● Exercise directions: Repeat the data exactly. Pictures are not part of the copy.

[Stored data entries]
▬▬▬
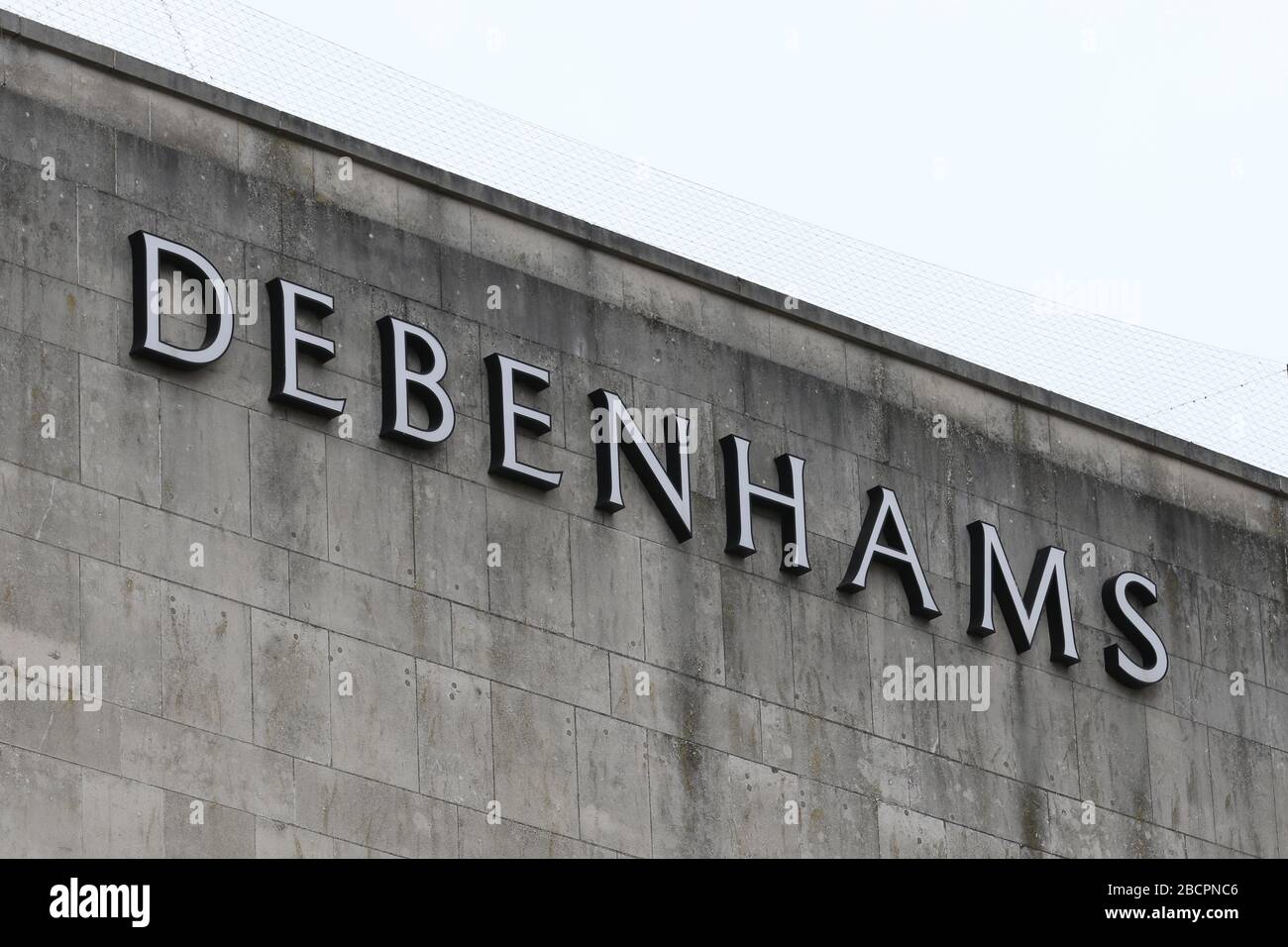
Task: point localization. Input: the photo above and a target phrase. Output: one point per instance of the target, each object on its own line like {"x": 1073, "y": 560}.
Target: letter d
{"x": 147, "y": 252}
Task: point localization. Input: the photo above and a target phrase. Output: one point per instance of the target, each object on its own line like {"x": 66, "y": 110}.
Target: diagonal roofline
{"x": 636, "y": 250}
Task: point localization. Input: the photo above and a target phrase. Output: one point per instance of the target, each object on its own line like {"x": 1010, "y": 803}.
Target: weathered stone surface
{"x": 235, "y": 565}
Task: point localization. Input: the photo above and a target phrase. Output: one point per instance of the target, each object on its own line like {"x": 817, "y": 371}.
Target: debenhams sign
{"x": 884, "y": 539}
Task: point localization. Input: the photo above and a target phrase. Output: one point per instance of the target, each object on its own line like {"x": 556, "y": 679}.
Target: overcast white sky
{"x": 1129, "y": 158}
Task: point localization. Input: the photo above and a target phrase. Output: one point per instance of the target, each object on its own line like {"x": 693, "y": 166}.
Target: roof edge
{"x": 664, "y": 261}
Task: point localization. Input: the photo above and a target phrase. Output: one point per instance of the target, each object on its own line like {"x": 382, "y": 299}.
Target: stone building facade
{"x": 317, "y": 641}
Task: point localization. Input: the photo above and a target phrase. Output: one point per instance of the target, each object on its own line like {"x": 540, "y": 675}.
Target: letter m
{"x": 991, "y": 579}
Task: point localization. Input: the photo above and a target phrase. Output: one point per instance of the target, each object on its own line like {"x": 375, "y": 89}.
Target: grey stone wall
{"x": 515, "y": 684}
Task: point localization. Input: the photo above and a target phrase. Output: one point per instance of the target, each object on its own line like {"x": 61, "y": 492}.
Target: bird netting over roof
{"x": 1225, "y": 401}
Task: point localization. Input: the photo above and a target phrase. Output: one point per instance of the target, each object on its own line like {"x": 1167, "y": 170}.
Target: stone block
{"x": 532, "y": 582}
{"x": 361, "y": 605}
{"x": 205, "y": 459}
{"x": 291, "y": 685}
{"x": 683, "y": 612}
{"x": 374, "y": 711}
{"x": 287, "y": 486}
{"x": 451, "y": 536}
{"x": 455, "y": 723}
{"x": 369, "y": 512}
{"x": 612, "y": 784}
{"x": 535, "y": 749}
{"x": 686, "y": 707}
{"x": 233, "y": 566}
{"x": 549, "y": 664}
{"x": 606, "y": 590}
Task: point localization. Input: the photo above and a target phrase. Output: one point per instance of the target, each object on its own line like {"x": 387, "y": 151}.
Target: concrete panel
{"x": 612, "y": 784}
{"x": 361, "y": 605}
{"x": 374, "y": 711}
{"x": 532, "y": 582}
{"x": 455, "y": 722}
{"x": 291, "y": 686}
{"x": 536, "y": 761}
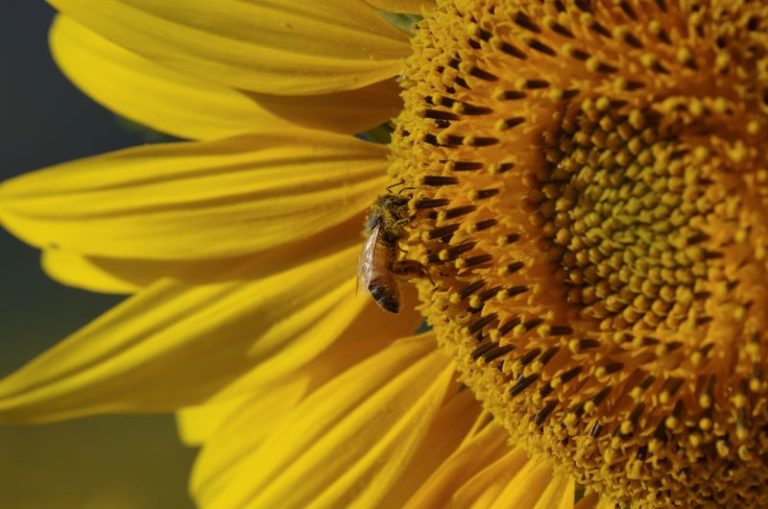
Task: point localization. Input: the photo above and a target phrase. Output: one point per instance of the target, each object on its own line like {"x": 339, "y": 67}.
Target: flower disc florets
{"x": 591, "y": 193}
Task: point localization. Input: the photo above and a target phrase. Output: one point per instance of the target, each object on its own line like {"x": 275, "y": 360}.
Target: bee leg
{"x": 409, "y": 268}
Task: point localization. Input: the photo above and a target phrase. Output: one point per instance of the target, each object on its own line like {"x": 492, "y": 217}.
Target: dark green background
{"x": 113, "y": 462}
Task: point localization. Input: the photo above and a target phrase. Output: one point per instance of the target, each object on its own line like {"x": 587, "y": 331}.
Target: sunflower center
{"x": 591, "y": 183}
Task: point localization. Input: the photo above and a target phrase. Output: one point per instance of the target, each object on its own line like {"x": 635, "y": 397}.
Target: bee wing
{"x": 365, "y": 264}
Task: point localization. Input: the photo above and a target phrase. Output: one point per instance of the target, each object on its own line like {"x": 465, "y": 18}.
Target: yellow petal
{"x": 261, "y": 403}
{"x": 406, "y": 6}
{"x": 371, "y": 329}
{"x": 345, "y": 446}
{"x": 483, "y": 449}
{"x": 286, "y": 48}
{"x": 200, "y": 423}
{"x": 74, "y": 270}
{"x": 537, "y": 487}
{"x": 197, "y": 200}
{"x": 175, "y": 345}
{"x": 450, "y": 427}
{"x": 486, "y": 473}
{"x": 559, "y": 493}
{"x": 126, "y": 275}
{"x": 151, "y": 94}
{"x": 351, "y": 112}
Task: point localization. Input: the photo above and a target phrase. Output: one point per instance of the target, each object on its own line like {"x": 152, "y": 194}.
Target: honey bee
{"x": 379, "y": 267}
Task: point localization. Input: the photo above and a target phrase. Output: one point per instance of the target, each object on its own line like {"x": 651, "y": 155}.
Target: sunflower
{"x": 583, "y": 188}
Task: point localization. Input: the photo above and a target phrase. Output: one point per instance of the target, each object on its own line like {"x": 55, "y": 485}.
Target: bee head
{"x": 386, "y": 298}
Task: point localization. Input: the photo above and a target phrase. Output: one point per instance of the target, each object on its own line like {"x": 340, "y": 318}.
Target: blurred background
{"x": 113, "y": 462}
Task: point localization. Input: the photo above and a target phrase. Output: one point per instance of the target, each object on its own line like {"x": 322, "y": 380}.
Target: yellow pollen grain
{"x": 611, "y": 159}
▬▬▬
● Written answer:
Task: point localization. Input: the photo above and a target phrase. Output: one point per instance of the target, each object on its own line like {"x": 1073, "y": 560}.
Target: letter d
{"x": 147, "y": 252}
Task: point localization. Input: the photo above and a target phrase. Output: one point per instance of the target, each object on its own line like {"x": 66, "y": 110}.
Target: diagonal roofline
{"x": 636, "y": 250}
Task: point localization. Input: the photo above and a target phrase. Output: one point per instance of the target, each object on its own line like {"x": 1010, "y": 803}.
Target: weathered stone surface
{"x": 235, "y": 565}
Task: point localization. Input: the photo above and a target phrase. Output: one point per instance of the target, each object on its own line like {"x": 817, "y": 371}.
Target: debenhams sign
{"x": 884, "y": 539}
Task: point localization. Input: the photo above and a target phrase. Output: one point per instance of the target, each object on its own line like {"x": 556, "y": 679}.
Target: overcast white sky
{"x": 1129, "y": 158}
Task: point localization. Input: the photo above and a target phrase. Output: one point per instance of the target, each object on its own line like {"x": 693, "y": 166}.
Target: roof edge
{"x": 664, "y": 261}
Task: point localization. Input: the photo above and a target phrase. Output: one point per instance of the target, each object on its own line like {"x": 382, "y": 299}.
Target: stone building facade
{"x": 317, "y": 641}
Task: point localization. Input: the photo above and a target phrase. Output: one point per instance of the target, each object on its own line like {"x": 540, "y": 675}.
Target: letter m
{"x": 991, "y": 579}
Task: point localization. Input: the photo above and a target phrase. Output: one point per instance of the target, each object on its own line like {"x": 375, "y": 89}.
Target: grey stone wall
{"x": 515, "y": 684}
Task: point localization. Input: the photo above and a target phrase. Output: one point per instance of the target, each object on its own line like {"x": 61, "y": 492}.
Target: bird netting over roof
{"x": 1225, "y": 401}
Task: point localization. Input: the photo above and a target phrase. Output: one point per instance of the target, each object on its own line like {"x": 1167, "y": 170}.
Target: stone block
{"x": 532, "y": 582}
{"x": 361, "y": 605}
{"x": 205, "y": 459}
{"x": 291, "y": 685}
{"x": 683, "y": 612}
{"x": 374, "y": 711}
{"x": 287, "y": 486}
{"x": 451, "y": 536}
{"x": 455, "y": 723}
{"x": 369, "y": 512}
{"x": 612, "y": 784}
{"x": 535, "y": 749}
{"x": 686, "y": 707}
{"x": 233, "y": 566}
{"x": 549, "y": 664}
{"x": 606, "y": 590}
Task: point localization. Input: the photo above and a target phrase. Output: one point per instance of the target, each object on its own line like {"x": 387, "y": 151}.
Target: concrete panel
{"x": 612, "y": 784}
{"x": 361, "y": 605}
{"x": 374, "y": 711}
{"x": 532, "y": 582}
{"x": 455, "y": 722}
{"x": 291, "y": 686}
{"x": 536, "y": 761}
Task: point localization. Input: the photo above and a target phrase. Output: one point per instance of the target, each object on its own line like {"x": 339, "y": 67}.
Target: flower disc florets
{"x": 591, "y": 193}
Task: point localization. Input: the photo above and a target phrase. Output: one point per instance of the target, each object on its own line like {"x": 275, "y": 360}.
Target: bee leg
{"x": 409, "y": 268}
Task: point localization. Input: the photo above and a target phrase. Output: one point per instance of the target, each object on its own line like {"x": 492, "y": 217}.
Target: dark green background
{"x": 113, "y": 462}
Task: point localization. Input: the photo above and a target phrase. Output: one point per instance of the target, each object on its own line like {"x": 587, "y": 331}.
Target: sunflower center
{"x": 591, "y": 183}
Task: point localization. Input: the photo above and a target phrase. Output: one point per instance of the target, each object on its own line like {"x": 635, "y": 397}.
Target: bee wing
{"x": 365, "y": 264}
Task: point localization. Input: the photo above and a target phrase. Output: one point per instance of the target, each object on its own line like {"x": 465, "y": 18}.
Target: yellow petal
{"x": 261, "y": 403}
{"x": 406, "y": 6}
{"x": 371, "y": 329}
{"x": 345, "y": 446}
{"x": 483, "y": 449}
{"x": 286, "y": 48}
{"x": 200, "y": 423}
{"x": 74, "y": 270}
{"x": 537, "y": 487}
{"x": 197, "y": 200}
{"x": 175, "y": 345}
{"x": 450, "y": 427}
{"x": 486, "y": 473}
{"x": 559, "y": 493}
{"x": 126, "y": 275}
{"x": 151, "y": 94}
{"x": 351, "y": 112}
Task: point localization. Input: the photo above and a target phrase. Output: one point per instance of the target, each object on its own line like {"x": 152, "y": 194}.
Target: honey bee
{"x": 379, "y": 267}
Task: point localization. Input: the photo above and a target phrase. Output: one point per instance of the target, each object on its own line like {"x": 651, "y": 155}.
Target: sunflower
{"x": 583, "y": 188}
Task: point localization. Input: the photo above and a target phrase. Output: one point per instance of the target, each object on its own line like {"x": 55, "y": 485}.
Target: bee head
{"x": 386, "y": 298}
Task: point localization. Input: the photo above and a target phrase. Output: one point per instance of the target, each object on its own line like {"x": 340, "y": 318}.
Target: blurred background
{"x": 113, "y": 462}
Task: point localization. Input: the photo above and a target phrase. Output: one point per instance of the target, each object on its own line like {"x": 322, "y": 380}.
Target: yellow pollen grain
{"x": 611, "y": 159}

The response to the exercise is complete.